> Stated problem
Continue the essay on travel lessons from The Motorcycle Diaries, starting right after its last line.

> Source excerpt

----

It has since become a classic, widely regarded as one of the most cited and inspiring — as well as informative — tracts on adventure and what I think of as transformative travel. (If you saw the movie and/or the documentary, those are Hollywood renderings that stripped the account of most of its wisdom. Read the book!)

Fortunately, I read it just prior to a small adventure of my own — a solo motorcycle journey up the spine of Central America and back. The book blew me away. I didn’t follow all the lessons described below, and none certainly to the extent that Che did. But his extremes and ideals inspired me to take more chances and embrace the unknown, ditch a lot of the meticulous prep, and just ride, winging it as I went along.

These lessons though aren’t meant to be so much a prescription for how to have an adventure. They will be too extreme for most people (including myself.) Rather, I think they’re valuable as inspiration for what we can accomplish when we resolve to infuse our own journey with more risk-taking and authenticity.

ON ADVENTURE
(all page references are from the Kindle version of the book, The Motorcycle Diaries: Notes on a Latin American Journey)

Some of the best adventures are decided on the spot.

----

> Dataset content
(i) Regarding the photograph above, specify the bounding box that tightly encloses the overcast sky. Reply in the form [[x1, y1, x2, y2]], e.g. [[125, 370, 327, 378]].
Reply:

----

> Answer below
In this excerpt, Che relates how he and Alberto Granado Jimenez, his traveling partner, decided on their trip:

“Why don’t we go to North America?
North America? But how?
On La Poderosa [the motorcycle], man.

The trip was decided just like that, and it never erred from the basic principle laid down in that moment: improvisation.” (Page 33)

Set your departure and destination points, and forget the rest.

Don’t plan (beyond what’s absolutely necessary) the intervening steps. Go from day to day. In fact, if you overthink it you might shrink from it.

The first commandment for every good explorer is that an expedition has two points: the point of departure and the point of arrival. If your intention is to make the second theoretical point coincide with the actual point of arrival, don’t think about the means — because the journey is a virtual space that finishes when it finishes, and there are as many means as there are different ways of “finishing.” That is to say, the means are endless. (Page 37)

The enormity of our endeavor escaped us in those moments; all we could see was the dust on the road ahead and ourselves on the bike, devouring kilometers in our flight northward. (Page 33)

Don’t overprepare, don’t overthink it, don’t turn it into a textbook.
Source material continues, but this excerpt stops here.